**EXERCISE DESCRIPTION:** How many lines in the material below contain the word "instance"? Reply with the number alone.

**SOURCE MATERIAL:**
■ ■ ■

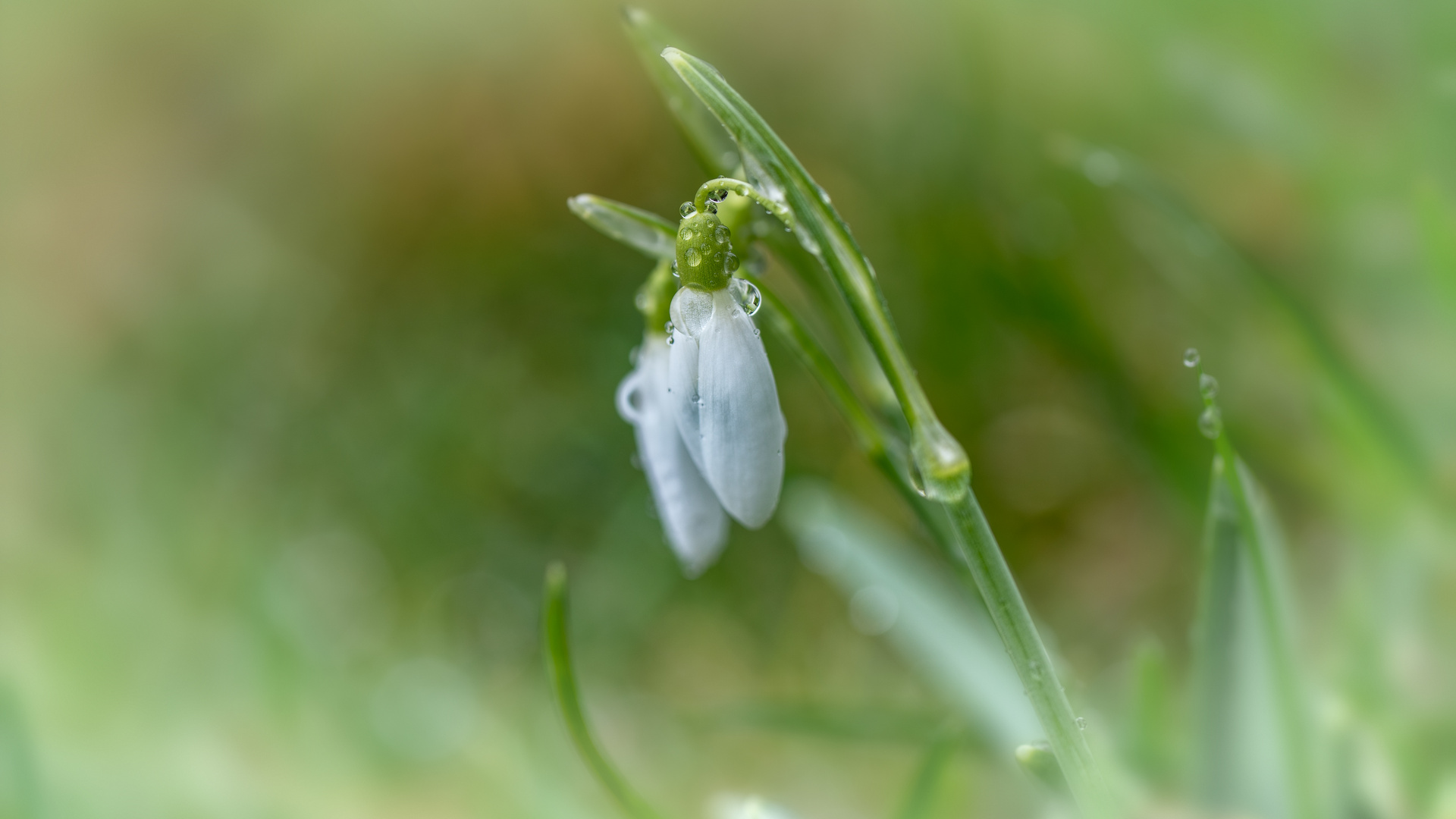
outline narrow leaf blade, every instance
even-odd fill
[[[677,252],[677,227],[661,216],[593,194],[566,200],[571,213],[601,233],[654,259]]]

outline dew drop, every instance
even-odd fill
[[[1223,411],[1217,405],[1206,407],[1198,415],[1198,431],[1206,439],[1216,439],[1223,431]]]
[[[914,465],[914,461],[910,462],[910,487],[920,497],[927,497],[925,494],[925,478],[920,477],[920,468]]]
[[[750,316],[757,313],[759,307],[763,306],[763,294],[759,293],[759,289],[751,281],[734,278],[728,283],[728,289],[732,291],[732,297],[738,302],[738,306],[743,307],[743,312]]]
[[[1213,401],[1219,395],[1219,379],[1203,373],[1198,376],[1198,392],[1203,393],[1204,401]]]

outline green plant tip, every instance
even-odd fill
[[[677,226],[677,275],[684,287],[722,290],[732,278],[732,232],[716,214],[695,211]],[[737,261],[737,259],[734,259]]]

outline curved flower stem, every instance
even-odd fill
[[[661,819],[661,815],[628,784],[616,767],[597,746],[581,710],[581,695],[577,691],[577,672],[571,663],[571,641],[566,638],[566,568],[561,563],[546,567],[546,592],[542,600],[542,638],[546,648],[546,672],[550,676],[552,692],[566,720],[577,752],[596,774],[607,793],[617,800],[622,810],[632,819]]]
[[[776,203],[769,197],[759,192],[757,188],[744,182],[743,179],[734,179],[731,176],[719,176],[716,179],[709,179],[699,185],[697,194],[693,197],[693,207],[703,210],[708,205],[708,194],[716,189],[727,189],[738,194],[740,197],[748,197],[750,200],[763,205],[763,210],[773,214],[775,219],[783,223],[785,227],[794,230],[794,211],[783,207],[783,203]]]
[[[839,410],[839,414],[844,417],[844,423],[849,424],[855,442],[865,452],[865,458],[890,481],[890,485],[900,493],[900,497],[910,504],[910,509],[914,510],[920,523],[930,532],[932,539],[941,548],[942,554],[951,560],[951,564],[964,573],[967,565],[961,557],[955,530],[949,526],[945,512],[939,504],[925,500],[919,490],[914,488],[914,484],[911,484],[904,456],[897,456],[897,452],[903,450],[895,449],[894,440],[874,420],[853,388],[849,386],[843,373],[839,372],[833,358],[828,357],[824,347],[805,329],[794,312],[757,277],[745,275],[745,278],[753,281],[759,289],[763,303],[769,309],[769,329],[798,356],[804,367],[820,382],[834,408]],[[965,580],[970,583],[968,574]]]
[[[970,488],[971,477],[965,449],[935,415],[935,408],[910,366],[910,357],[900,345],[884,294],[875,281],[874,267],[839,211],[828,204],[828,194],[810,178],[794,152],[716,68],[677,48],[664,50],[662,58],[728,128],[738,143],[750,179],[767,179],[778,188],[767,191],[778,194],[770,198],[782,201],[794,213],[794,232],[799,242],[833,274],[900,399],[900,408],[910,424],[910,453],[929,497],[951,501],[962,495]]]
[[[799,223],[795,229],[799,242],[833,274],[910,424],[911,458],[925,487],[923,494],[943,503],[951,513],[968,574],[1000,632],[1077,804],[1089,819],[1112,816],[1111,796],[1092,749],[971,493],[970,459],[936,418],[930,399],[900,345],[884,294],[875,281],[874,267],[859,249],[849,226],[830,205],[824,189],[716,68],[677,48],[664,50],[662,58],[728,128],[738,144],[748,178],[776,188],[770,191],[779,194],[773,198],[782,198]]]

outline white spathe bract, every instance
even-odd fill
[[[668,405],[667,367],[667,341],[648,335],[636,367],[617,388],[617,412],[636,430],[638,456],[667,542],[683,564],[683,574],[696,577],[722,552],[728,516],[677,431]]]
[[[708,802],[712,819],[795,819],[788,809],[757,796],[719,793]]]
[[[763,341],[728,289],[683,287],[671,315],[677,428],[728,514],[757,529],[779,504],[786,434]]]

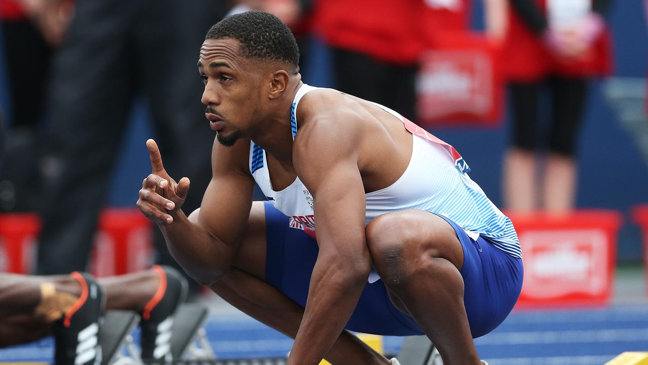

■ ■ ■

**OUTPUT FOR THIS TASK:** 5